__THE EXERCISE__.
Extract the data below from its very first line through the line that contains "[257,33,276,70]", including both of those lines, and reproduce them without any change.

__DATA FOR THE TASK__.
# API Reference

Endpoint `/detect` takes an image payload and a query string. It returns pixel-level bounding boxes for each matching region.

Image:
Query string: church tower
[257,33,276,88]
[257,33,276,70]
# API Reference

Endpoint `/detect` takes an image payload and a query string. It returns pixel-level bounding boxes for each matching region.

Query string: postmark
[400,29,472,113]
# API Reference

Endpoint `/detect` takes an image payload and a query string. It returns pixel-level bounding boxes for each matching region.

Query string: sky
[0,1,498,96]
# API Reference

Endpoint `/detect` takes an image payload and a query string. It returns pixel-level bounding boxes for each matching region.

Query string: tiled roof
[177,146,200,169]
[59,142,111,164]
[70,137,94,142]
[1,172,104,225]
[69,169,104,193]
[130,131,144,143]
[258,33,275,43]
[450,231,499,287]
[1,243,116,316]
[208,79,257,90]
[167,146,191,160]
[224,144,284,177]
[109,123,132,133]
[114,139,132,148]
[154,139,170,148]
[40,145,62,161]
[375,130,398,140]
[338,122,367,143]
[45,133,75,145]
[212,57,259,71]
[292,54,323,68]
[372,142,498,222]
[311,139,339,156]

__RESPONSE TO THIS TASK__.
# API Reference

Endpoint `/detect` takes an image payload and a query string. It returns pixel-level bounding boxes for each matching region.

Image:
Query string: church tower
[257,33,276,88]
[257,33,276,70]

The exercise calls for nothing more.